Top of Data section

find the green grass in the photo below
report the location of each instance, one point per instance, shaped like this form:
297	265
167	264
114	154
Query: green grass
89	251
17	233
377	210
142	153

Bottom of Data section

Please copy out every entry word for word.

- [Your solution]:
find the green grass in the photo below
report the location of each instance, one point per instance, shaped like this form:
297	265
167	264
114	154
Query: green grass
89	251
17	233
377	210
142	153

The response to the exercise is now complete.